Search the entries below for "fruit". Report each line where it occurs.

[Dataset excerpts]
════

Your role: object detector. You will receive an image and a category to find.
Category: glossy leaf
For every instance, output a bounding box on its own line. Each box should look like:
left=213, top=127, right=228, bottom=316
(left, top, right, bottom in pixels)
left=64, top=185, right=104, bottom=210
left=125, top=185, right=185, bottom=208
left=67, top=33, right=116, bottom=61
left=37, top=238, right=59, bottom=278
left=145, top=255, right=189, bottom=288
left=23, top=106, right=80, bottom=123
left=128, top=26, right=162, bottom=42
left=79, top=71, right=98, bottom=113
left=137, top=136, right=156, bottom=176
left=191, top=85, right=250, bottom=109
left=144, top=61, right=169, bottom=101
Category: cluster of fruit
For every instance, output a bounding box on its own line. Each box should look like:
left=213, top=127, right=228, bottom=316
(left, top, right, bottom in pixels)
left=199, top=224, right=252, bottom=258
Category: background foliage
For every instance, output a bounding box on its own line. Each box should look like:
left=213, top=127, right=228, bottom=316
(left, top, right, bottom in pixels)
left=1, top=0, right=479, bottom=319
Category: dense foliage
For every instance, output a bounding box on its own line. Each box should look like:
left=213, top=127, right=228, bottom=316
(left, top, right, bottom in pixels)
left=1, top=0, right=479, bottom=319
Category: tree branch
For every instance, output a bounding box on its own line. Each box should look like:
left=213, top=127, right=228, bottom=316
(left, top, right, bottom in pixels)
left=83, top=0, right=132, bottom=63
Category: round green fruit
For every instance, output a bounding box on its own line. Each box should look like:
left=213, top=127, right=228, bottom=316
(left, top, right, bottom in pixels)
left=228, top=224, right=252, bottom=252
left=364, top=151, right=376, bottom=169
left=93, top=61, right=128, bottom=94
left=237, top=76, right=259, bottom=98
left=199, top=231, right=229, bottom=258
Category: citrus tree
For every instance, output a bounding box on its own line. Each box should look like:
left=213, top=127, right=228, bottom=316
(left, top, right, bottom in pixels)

════

= Output for this exercise =
Category: cluster of fruit
Category: round green fruit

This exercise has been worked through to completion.